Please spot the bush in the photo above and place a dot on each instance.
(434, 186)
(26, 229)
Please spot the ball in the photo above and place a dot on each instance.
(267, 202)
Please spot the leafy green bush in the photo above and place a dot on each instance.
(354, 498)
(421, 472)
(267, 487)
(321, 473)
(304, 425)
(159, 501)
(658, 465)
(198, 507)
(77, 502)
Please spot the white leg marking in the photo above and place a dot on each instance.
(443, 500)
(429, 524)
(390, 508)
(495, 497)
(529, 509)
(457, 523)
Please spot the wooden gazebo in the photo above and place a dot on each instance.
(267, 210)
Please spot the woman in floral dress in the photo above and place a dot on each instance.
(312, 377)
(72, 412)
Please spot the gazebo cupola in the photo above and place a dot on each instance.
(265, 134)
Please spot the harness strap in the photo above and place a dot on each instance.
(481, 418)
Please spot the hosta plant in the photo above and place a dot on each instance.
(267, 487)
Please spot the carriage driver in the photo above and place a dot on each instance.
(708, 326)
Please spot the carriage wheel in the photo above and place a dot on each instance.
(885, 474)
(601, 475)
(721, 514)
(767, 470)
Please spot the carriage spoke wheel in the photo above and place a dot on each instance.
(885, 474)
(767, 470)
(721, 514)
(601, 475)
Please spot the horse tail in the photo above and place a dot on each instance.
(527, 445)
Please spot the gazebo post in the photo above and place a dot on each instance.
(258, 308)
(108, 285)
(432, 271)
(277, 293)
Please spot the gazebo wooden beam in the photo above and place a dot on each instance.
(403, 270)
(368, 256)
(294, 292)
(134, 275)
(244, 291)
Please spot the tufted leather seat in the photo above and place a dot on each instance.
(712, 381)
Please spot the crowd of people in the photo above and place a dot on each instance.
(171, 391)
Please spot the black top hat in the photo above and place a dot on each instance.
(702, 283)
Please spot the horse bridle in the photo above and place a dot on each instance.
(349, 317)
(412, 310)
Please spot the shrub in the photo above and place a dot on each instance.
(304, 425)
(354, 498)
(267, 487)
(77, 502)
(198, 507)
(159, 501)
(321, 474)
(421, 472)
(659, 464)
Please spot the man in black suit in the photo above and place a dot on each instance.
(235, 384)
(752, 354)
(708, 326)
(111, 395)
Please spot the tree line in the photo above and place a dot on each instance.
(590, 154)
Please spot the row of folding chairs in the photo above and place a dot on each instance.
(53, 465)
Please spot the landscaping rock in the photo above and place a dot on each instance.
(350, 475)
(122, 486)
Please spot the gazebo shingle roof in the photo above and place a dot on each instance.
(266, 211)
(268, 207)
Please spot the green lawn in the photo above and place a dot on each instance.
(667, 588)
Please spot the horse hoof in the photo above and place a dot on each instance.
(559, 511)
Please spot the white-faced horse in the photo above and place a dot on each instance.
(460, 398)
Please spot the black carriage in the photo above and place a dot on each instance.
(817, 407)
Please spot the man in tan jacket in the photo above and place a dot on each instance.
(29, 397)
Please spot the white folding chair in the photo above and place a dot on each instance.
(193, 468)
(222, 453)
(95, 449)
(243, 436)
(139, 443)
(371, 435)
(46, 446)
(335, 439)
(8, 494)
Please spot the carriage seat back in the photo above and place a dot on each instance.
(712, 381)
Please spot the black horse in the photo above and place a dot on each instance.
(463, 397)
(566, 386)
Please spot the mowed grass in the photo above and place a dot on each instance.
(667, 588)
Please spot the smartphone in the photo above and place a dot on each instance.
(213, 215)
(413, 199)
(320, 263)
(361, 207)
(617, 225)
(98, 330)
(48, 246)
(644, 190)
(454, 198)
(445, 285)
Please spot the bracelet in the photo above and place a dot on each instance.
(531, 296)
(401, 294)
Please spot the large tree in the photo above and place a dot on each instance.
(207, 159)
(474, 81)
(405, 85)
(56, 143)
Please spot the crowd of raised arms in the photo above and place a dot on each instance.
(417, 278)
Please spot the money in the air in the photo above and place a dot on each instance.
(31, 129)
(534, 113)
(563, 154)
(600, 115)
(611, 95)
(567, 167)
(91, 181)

##########

> Requirement
Rewrite every line of the records from the line containing "Please spot the smartphone" through the end of the records, and shift each point by adding 101 to both of its coordinates.

> Exercise solution
Please spot the smartphone in the photo above and place a dot on each instance.
(314, 316)
(514, 300)
(421, 364)
(462, 308)
(718, 326)
(199, 431)
(149, 347)
(745, 291)
(555, 299)
(546, 386)
Please spot the bracelet in the photo above and place a dot on each instance.
(632, 397)
(502, 395)
Please spot the large tree in the photo above and place a dot on each instance.
(308, 260)
(575, 182)
(506, 186)
(157, 244)
Please spot the crowd of raised arms in the photo above and place a dot on each instance.
(518, 379)
Please spot the money in the air in the photo above and place a dot on each instance.
(132, 230)
(635, 214)
(664, 255)
(701, 216)
(712, 196)
(668, 268)
(192, 282)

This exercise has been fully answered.